[ACTIVITY]
Restate the records underneath, keeping each one exactly the same.

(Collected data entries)
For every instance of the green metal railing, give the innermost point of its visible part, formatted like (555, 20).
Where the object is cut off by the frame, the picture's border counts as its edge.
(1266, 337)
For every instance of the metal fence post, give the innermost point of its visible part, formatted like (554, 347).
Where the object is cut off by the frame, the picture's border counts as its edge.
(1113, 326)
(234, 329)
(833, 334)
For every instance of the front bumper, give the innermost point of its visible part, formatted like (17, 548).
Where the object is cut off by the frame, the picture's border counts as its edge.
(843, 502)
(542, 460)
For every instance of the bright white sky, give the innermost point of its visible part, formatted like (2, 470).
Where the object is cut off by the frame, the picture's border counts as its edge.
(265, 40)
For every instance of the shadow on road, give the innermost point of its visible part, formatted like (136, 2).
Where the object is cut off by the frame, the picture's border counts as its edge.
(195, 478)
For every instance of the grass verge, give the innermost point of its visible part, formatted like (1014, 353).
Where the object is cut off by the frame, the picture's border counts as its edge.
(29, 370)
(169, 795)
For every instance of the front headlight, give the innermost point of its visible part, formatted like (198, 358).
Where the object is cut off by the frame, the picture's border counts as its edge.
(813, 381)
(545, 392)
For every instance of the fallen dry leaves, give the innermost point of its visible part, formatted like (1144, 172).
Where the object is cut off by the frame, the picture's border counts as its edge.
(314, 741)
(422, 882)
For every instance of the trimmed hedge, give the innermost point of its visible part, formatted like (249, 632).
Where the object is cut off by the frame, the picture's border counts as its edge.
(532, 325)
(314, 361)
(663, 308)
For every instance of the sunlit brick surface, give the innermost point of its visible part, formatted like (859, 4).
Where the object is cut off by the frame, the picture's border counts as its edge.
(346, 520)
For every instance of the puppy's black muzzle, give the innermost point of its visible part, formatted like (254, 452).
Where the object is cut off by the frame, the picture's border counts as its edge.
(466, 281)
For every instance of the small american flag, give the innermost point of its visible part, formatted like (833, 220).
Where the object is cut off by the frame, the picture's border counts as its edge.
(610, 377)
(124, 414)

[YOUR RESPONSE]
For every instance of the green metal railing, give the innermost point of its visible part, formatted like (555, 20).
Where the object is cut off by the frame, the picture's border counts as its edge.
(1266, 337)
For every instance of the metal fence post, give the innermost point of its visible part, formatted like (554, 347).
Where the object is cut off by the frame, the picture's border counts as its edge.
(1113, 326)
(234, 329)
(833, 334)
For every instance of the front bumper, give the innermost point of its visible part, formatted like (17, 548).
Where the object is cut off by the frame, the picture's border counts as its edge.
(843, 502)
(542, 460)
For every instance of the bright white sky, give the innermost point of its visible part, formatted like (2, 470).
Where the object is cut off by the frame, the picture's border counts as its edge.
(265, 40)
For every instance of the shadow on road, give the innermost point of its visible part, formatted like (136, 2).
Where the object is cut off by the frame, the picture's border counts as its edge.
(195, 478)
For every instance of the grass verge, give the innermost point of its visible part, formatted like (1014, 353).
Where the object is cut off by the frame, the picture's border counts as its edge.
(29, 370)
(169, 795)
For every instance of the front headlight, give the innermost point of its visible part, formatted like (198, 358).
Where the object is cut off by the frame, the picture's border counts as its edge.
(813, 381)
(545, 392)
For every instance of the fallen dry leaves, give the innermost point of its visible part, formatted like (1144, 172).
Where the object is cut off by the frame, the picture's border counts as its edge.
(314, 741)
(422, 882)
For every instance of the trimmed hedge, give the innermost point of its visible part, formatted like (249, 632).
Where the object is cut off by the frame, the picture's border counts as its edge.
(532, 325)
(314, 361)
(663, 308)
For every instance of the sunlit brick surface, give the innermost point of its visible part, formatted like (859, 4).
Where the object is cut off by the frame, the picture's border counts as its edge.
(346, 520)
For every instance of the puppy's black muzzle, give the innermost point of its visible part, formatted like (254, 452).
Where the object is cut off by the frame, the picture's border counts as its edge.
(466, 281)
For every instance of the small american flag, give the innermost point of its visible part, formatted like (833, 220).
Where the object is cut off by the frame, the picture's border counts as its edge.
(610, 377)
(124, 414)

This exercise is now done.